(Annotated coordinate records)
>> Begin
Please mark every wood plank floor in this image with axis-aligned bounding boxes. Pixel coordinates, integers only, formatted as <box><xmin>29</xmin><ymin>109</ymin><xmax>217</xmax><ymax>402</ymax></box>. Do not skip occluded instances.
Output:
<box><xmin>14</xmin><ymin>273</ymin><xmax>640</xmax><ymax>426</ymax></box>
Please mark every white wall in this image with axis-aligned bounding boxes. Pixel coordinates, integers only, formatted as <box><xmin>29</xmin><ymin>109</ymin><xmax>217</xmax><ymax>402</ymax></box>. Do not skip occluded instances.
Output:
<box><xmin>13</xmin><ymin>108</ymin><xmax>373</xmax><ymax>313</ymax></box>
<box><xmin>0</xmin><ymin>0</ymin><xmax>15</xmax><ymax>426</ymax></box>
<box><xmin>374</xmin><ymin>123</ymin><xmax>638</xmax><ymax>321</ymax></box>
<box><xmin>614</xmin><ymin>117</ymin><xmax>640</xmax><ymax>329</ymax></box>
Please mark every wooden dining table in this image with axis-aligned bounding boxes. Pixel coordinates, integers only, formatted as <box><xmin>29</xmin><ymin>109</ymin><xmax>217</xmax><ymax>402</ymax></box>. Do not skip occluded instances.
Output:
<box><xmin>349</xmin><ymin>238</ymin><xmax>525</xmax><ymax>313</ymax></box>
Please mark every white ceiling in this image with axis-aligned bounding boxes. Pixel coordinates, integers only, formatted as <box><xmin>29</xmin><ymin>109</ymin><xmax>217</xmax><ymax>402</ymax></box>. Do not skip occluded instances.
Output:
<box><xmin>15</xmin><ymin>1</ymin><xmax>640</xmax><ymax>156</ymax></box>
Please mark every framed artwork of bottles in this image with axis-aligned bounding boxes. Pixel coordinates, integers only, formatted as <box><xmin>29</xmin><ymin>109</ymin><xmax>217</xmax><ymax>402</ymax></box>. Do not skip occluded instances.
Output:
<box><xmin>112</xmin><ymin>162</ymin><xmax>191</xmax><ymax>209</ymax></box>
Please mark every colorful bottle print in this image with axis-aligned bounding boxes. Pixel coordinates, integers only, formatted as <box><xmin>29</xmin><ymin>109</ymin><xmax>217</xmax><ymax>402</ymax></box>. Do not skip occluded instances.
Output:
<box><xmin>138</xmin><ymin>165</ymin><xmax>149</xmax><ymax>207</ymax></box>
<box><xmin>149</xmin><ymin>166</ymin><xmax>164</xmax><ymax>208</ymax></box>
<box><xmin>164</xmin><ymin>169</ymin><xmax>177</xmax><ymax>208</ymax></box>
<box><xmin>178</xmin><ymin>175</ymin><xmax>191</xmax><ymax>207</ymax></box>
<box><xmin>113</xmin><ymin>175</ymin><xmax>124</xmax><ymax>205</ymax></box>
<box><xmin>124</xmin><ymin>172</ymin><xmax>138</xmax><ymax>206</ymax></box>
>> End
→ What you are asked to do:
Rewrite the rows above with "Do not skip occluded instances" swapped for "Include partially hidden instances" every time it appears. Change nothing else.

→ Final result:
Please mark every wood plank floor in this image with axis-aligned bounding boxes. Pixel coordinates, integers only, formatted as <box><xmin>29</xmin><ymin>109</ymin><xmax>217</xmax><ymax>402</ymax></box>. Include partially hidden instances.
Output:
<box><xmin>14</xmin><ymin>273</ymin><xmax>640</xmax><ymax>426</ymax></box>
Please mark every white wall in this image with axis-aligned bounding boxes. Pixel coordinates, integers only, formatted as <box><xmin>29</xmin><ymin>109</ymin><xmax>217</xmax><ymax>402</ymax></box>. Include partially hidden instances.
Output:
<box><xmin>13</xmin><ymin>108</ymin><xmax>373</xmax><ymax>313</ymax></box>
<box><xmin>0</xmin><ymin>0</ymin><xmax>15</xmax><ymax>426</ymax></box>
<box><xmin>374</xmin><ymin>123</ymin><xmax>638</xmax><ymax>321</ymax></box>
<box><xmin>614</xmin><ymin>117</ymin><xmax>640</xmax><ymax>329</ymax></box>
Please mark every wooden dining table in this image with axis-aligned bounding boxes. Pixel coordinates, integers only, formatted as <box><xmin>29</xmin><ymin>109</ymin><xmax>217</xmax><ymax>402</ymax></box>. Include partially hidden instances.
Output:
<box><xmin>349</xmin><ymin>238</ymin><xmax>525</xmax><ymax>313</ymax></box>
Please mark every white ceiling in this image with axis-aligned bounding boxes. Pixel coordinates, integers only, formatted as <box><xmin>29</xmin><ymin>109</ymin><xmax>217</xmax><ymax>402</ymax></box>. Include partially hidden instances.
Output:
<box><xmin>15</xmin><ymin>1</ymin><xmax>640</xmax><ymax>156</ymax></box>
Please mark every framed artwork of bottles in this image with axis-aligned bounding boxes. Pixel coordinates, integers only, formatted as <box><xmin>29</xmin><ymin>109</ymin><xmax>217</xmax><ymax>402</ymax></box>. Include partially hidden instances.
Output:
<box><xmin>112</xmin><ymin>162</ymin><xmax>191</xmax><ymax>209</ymax></box>
Please mark every colorful bottle print in this image with axis-aligned bounding boxes. Pixel coordinates, integers only, formatted as <box><xmin>29</xmin><ymin>109</ymin><xmax>217</xmax><ymax>402</ymax></box>. Include partially hidden instances.
Output:
<box><xmin>138</xmin><ymin>165</ymin><xmax>149</xmax><ymax>207</ymax></box>
<box><xmin>149</xmin><ymin>166</ymin><xmax>164</xmax><ymax>208</ymax></box>
<box><xmin>164</xmin><ymin>169</ymin><xmax>177</xmax><ymax>208</ymax></box>
<box><xmin>178</xmin><ymin>175</ymin><xmax>191</xmax><ymax>207</ymax></box>
<box><xmin>113</xmin><ymin>175</ymin><xmax>124</xmax><ymax>205</ymax></box>
<box><xmin>124</xmin><ymin>172</ymin><xmax>138</xmax><ymax>206</ymax></box>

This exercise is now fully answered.